- [Stated task]
Convert all of the data below into a numbered list with one line per entry, skipping blank lines and leaving out the pictures.

- [Raw data]
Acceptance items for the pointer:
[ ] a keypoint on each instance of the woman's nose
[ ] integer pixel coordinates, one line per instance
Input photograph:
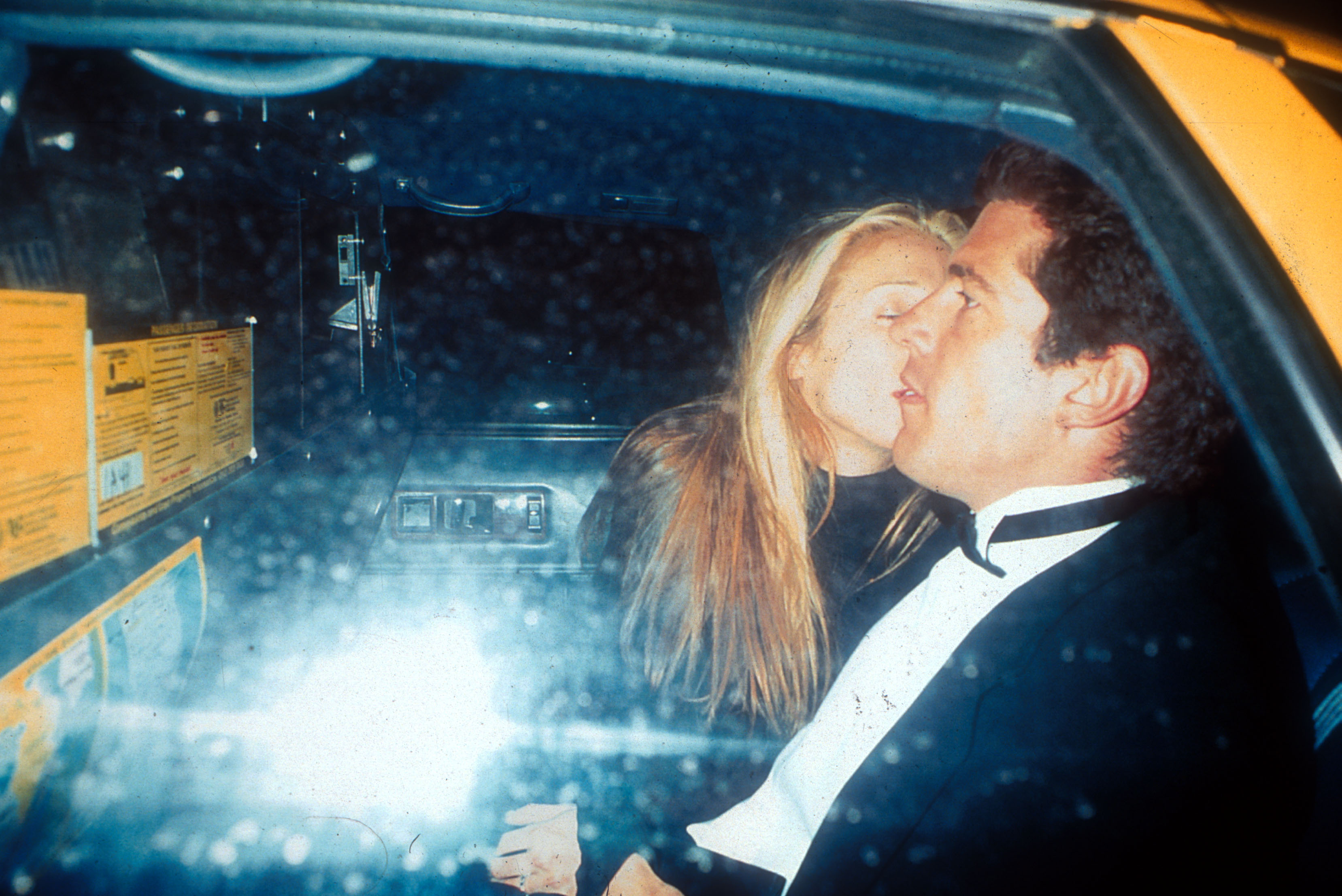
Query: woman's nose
(915, 329)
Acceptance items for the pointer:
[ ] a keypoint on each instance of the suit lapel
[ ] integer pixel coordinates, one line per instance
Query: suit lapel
(882, 804)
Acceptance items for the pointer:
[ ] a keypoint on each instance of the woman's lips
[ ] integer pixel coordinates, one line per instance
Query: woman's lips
(909, 395)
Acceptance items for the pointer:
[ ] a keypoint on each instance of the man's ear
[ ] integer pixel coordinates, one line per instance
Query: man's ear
(1114, 381)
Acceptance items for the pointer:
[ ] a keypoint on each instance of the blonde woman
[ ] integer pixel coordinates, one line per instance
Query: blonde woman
(747, 532)
(756, 536)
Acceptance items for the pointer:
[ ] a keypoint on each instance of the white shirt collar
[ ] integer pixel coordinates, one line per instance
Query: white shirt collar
(1042, 498)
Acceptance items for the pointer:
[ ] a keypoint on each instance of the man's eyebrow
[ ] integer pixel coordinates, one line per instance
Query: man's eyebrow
(967, 273)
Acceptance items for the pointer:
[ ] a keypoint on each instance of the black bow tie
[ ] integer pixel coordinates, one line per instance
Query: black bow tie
(1040, 524)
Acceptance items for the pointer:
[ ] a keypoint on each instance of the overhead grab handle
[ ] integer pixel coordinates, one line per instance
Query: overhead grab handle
(515, 195)
(251, 77)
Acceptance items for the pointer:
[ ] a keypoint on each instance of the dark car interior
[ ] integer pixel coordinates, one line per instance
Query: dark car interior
(465, 283)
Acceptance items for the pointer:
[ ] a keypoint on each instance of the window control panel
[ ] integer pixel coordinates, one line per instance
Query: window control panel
(509, 514)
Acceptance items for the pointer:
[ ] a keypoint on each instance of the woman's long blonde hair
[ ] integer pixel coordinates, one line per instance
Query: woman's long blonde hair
(723, 593)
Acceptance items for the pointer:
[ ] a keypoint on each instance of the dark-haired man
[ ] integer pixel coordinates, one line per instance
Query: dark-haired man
(1094, 694)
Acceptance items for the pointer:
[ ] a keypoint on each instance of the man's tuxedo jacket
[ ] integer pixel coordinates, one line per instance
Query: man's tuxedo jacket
(1134, 719)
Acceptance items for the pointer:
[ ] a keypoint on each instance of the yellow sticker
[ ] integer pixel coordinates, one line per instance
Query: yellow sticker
(168, 415)
(43, 428)
(132, 648)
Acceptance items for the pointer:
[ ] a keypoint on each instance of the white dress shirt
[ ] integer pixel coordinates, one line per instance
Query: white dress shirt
(891, 666)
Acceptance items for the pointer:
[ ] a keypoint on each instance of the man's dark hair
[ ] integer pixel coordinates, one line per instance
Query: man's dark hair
(1102, 290)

- [Answer for this exercise]
1. Acceptance items for the pointer:
2. [ ] a keypoint on each instance of the woman's nose
3. [ ] integer pixel coordinates, one line per instance
4. Input photograph:
5. Query: woman's nose
6. (915, 329)
7. Acceptance items for the pointer:
8. [ ] a keypoint on each instance of the suit lapel
9. [ ] integer pixel coordinates, one line per instance
10. Query: suit lapel
11. (882, 804)
12. Acceptance items for the pointer:
13. [ ] a keypoint on each instance of the woman's lips
14. [ ] integer pixel coordinates, one line per instance
15. Query: woman's lips
16. (909, 395)
17. Acceptance items for the pointer:
18. [ ] a keypoint on each instance of the man's ear
19. [ ] integer pixel coordinates, one line per instance
20. Query: man's ear
21. (1114, 381)
22. Acceptance items for the pointer:
23. [ ] a keypoint on each instance of the blonde woman
24. [ ] integer pixel coordinates, one line per instance
25. Query: blonde woman
26. (747, 532)
27. (756, 536)
28. Acceptance items for the pointer:
29. [ ] a keypoint on each instance of the white shirt collar
30. [ ] integer pixel coordinates, one line per instance
31. Query: white shirt collar
32. (1042, 498)
33. Acceptance items for the pointer:
34. [ ] a keypoint on each instance of the man's eyebrow
35. [ ] integer pixel coordinates, one line per instance
36. Query: man's eyebrow
37. (967, 273)
38. Acceptance items for the pointer:
39. [ ] a keypoint on each instance of the black bow tie
40. [ ] integer pixel coordinates, one line per instance
41. Query: black bow tie
42. (1040, 524)
43. Acceptance items for the pointer:
44. [ ] a keypoint on each instance of the overhead grab handle
45. [ ] integer pixel coordinates, one line per instance
46. Query: overhead grab handle
47. (515, 195)
48. (251, 77)
49. Acceptance items for the pointer:
50. [ ] a keypoint on each instance of the dark car interior
51. [ ] integer pixel coordinates, one line per instance
52. Query: dark car interior
53. (465, 283)
54. Acceptance items for the pointer:
55. [ ] a keypoint on each instance of the window control panel
56. [ ] integer pixel coordinates, one line per instance
57. Query: window control panel
58. (509, 514)
59. Acceptance items for the pointer:
60. [ ] a keypoint on each instance of the woman's long blonde hair
61. [ ] integer pixel coordinates, one line per instance
62. Query: woman's long blonde hair
63. (723, 593)
64. Acceptance items for the pointer:
65. [ ] a keypoint on each instance of the dark-haired man
66. [ ] integer pixel coordinates, one line per instance
67. Query: dark-haired man
68. (1094, 694)
69. Acceptance items for the pointer:
70. [ ] a keypoint on each instance of the man's tuxedo jacket
71. [ ] integer pixel coordinates, one line per instance
72. Query: man's tuxedo jacket
73. (1134, 719)
74. Acceptance items for the pointer:
75. [ ] a keypoint on each instance of the yellow sticker
76. [ ] integer pixel coordinates, one line per instance
77. Query: yellow sticker
78. (168, 415)
79. (43, 428)
80. (132, 648)
81. Acceptance items for the pointer:
82. [ ] a keypoint on each instance of the white dress shirt
83. [ ] integer pixel coordinates, one line per instance
84. Query: white dress shirt
85. (891, 666)
86. Acceptance items for the pointer:
87. [ ] a keypoint on each instance of the man's dark hair
88. [ ] integer pixel coordinates, one line per instance
89. Query: man's dark hair
90. (1102, 290)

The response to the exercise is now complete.